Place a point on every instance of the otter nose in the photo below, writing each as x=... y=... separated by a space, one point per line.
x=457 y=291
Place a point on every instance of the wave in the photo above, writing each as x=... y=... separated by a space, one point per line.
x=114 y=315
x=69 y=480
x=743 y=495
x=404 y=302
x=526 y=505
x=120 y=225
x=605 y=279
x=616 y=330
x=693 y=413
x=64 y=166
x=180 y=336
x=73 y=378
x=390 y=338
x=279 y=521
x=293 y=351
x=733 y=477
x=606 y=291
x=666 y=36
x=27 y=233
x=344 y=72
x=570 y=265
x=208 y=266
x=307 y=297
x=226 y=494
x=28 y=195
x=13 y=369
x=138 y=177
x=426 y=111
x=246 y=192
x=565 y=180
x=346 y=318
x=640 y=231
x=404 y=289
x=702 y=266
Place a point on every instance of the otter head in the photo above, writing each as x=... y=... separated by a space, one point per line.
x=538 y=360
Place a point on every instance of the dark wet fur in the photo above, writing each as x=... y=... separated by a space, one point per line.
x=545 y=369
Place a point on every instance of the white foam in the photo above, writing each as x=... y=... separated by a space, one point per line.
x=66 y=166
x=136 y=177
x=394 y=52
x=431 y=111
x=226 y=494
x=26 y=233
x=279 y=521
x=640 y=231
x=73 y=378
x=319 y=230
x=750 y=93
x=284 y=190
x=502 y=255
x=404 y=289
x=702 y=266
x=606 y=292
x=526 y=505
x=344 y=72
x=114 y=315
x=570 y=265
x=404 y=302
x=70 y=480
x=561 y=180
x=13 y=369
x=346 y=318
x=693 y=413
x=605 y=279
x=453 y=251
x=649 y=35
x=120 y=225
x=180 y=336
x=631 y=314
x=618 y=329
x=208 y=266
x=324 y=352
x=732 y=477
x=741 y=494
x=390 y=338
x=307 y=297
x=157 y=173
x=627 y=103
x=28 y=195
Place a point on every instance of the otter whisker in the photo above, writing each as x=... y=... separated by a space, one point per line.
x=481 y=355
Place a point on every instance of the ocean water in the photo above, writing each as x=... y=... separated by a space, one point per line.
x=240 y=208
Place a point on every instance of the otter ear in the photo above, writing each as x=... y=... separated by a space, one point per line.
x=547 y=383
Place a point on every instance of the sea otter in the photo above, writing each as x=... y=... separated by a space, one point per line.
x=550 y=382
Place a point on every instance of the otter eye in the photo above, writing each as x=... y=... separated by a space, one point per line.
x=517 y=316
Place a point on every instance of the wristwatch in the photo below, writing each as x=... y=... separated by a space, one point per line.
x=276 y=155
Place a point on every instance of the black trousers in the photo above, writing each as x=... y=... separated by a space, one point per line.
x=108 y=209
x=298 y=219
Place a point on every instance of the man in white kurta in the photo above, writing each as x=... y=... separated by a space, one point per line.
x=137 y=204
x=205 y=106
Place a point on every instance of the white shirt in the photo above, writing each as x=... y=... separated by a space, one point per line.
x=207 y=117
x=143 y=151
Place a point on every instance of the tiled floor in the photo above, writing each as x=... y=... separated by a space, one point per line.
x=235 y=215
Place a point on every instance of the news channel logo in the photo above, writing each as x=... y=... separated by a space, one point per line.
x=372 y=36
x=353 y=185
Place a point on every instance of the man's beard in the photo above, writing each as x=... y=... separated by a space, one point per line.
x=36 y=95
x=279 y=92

--

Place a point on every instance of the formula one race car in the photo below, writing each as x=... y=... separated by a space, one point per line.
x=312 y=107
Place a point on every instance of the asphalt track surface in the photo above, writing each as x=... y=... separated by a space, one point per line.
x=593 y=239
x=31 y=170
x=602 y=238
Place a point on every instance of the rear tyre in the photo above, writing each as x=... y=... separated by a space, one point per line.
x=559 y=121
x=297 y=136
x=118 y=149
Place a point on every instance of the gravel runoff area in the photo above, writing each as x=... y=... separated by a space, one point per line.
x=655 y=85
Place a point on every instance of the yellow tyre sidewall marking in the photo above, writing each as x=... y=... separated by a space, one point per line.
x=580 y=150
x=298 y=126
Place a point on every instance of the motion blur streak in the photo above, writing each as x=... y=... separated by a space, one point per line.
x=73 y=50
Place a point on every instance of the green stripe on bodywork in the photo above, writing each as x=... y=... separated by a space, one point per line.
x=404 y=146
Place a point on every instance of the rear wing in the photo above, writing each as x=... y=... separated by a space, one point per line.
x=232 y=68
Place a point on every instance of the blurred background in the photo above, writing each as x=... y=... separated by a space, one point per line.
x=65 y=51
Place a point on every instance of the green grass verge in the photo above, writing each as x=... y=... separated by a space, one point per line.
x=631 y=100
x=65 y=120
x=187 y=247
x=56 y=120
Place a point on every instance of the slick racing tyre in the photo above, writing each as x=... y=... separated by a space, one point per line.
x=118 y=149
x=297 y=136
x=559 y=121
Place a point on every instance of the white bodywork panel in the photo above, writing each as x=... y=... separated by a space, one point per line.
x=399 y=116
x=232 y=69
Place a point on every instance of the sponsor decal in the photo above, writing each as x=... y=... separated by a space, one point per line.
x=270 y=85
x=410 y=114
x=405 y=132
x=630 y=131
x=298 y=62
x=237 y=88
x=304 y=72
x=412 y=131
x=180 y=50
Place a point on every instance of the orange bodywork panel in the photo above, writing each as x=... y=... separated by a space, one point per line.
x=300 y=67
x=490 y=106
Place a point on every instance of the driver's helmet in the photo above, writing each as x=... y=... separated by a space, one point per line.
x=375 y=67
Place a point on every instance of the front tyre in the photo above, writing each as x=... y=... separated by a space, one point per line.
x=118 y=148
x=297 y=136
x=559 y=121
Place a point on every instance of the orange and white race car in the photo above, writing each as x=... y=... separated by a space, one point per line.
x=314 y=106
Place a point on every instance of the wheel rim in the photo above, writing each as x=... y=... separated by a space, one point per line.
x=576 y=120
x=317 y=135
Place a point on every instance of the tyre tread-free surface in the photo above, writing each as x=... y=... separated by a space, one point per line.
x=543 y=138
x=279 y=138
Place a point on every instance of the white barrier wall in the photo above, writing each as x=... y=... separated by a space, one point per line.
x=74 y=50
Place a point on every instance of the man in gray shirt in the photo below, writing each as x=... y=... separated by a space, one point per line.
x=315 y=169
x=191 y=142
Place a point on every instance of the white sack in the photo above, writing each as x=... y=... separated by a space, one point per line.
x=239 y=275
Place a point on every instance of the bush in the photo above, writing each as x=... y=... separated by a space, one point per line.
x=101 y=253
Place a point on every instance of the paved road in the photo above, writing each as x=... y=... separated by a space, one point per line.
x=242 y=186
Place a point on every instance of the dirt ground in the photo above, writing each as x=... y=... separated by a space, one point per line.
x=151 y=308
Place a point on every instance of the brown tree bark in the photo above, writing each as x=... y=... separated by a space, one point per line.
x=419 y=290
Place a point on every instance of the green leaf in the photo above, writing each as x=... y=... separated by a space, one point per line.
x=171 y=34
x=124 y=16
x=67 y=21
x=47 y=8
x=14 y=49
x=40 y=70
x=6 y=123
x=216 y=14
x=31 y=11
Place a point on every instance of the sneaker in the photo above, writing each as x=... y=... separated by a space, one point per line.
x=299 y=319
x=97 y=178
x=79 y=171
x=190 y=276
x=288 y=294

---

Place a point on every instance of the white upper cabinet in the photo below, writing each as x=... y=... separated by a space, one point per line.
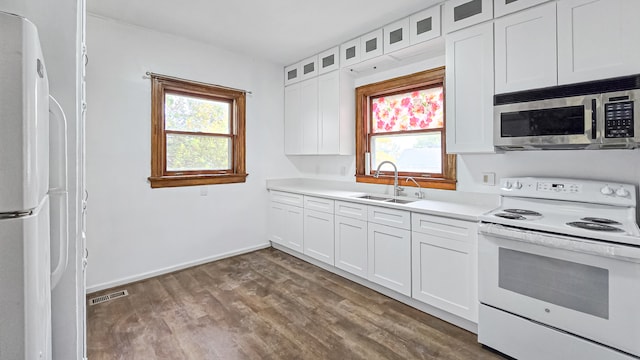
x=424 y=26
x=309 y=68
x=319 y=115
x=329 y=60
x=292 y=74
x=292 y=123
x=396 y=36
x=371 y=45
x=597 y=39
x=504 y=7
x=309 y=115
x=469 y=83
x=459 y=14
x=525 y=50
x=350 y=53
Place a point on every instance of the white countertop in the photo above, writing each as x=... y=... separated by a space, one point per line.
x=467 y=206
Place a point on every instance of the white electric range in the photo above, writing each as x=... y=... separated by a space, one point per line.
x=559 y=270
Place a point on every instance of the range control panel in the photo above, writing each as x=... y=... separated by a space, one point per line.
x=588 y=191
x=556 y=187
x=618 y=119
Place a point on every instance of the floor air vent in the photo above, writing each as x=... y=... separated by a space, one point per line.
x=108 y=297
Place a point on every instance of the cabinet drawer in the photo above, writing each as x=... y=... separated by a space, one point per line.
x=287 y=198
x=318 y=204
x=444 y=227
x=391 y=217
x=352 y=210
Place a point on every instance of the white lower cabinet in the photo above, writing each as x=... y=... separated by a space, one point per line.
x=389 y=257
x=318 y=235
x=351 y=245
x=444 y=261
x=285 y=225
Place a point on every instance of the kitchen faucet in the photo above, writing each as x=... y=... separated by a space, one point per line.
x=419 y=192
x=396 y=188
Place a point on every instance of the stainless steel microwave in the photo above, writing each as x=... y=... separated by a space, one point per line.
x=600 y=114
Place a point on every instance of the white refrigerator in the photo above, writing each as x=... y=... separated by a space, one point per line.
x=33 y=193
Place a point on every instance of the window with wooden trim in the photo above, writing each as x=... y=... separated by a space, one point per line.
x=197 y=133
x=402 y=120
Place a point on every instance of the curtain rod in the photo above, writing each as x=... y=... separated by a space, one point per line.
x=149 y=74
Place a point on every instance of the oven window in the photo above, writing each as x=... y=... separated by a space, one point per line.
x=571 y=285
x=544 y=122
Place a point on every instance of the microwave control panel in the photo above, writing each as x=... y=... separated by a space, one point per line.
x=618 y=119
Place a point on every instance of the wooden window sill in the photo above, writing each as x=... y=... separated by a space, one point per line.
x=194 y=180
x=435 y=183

JOB =
How many lines in the items above contain the string "race"? Matching is case-sensitive. Give only the number.

SOLUTION TO THIS EXERCISE =
2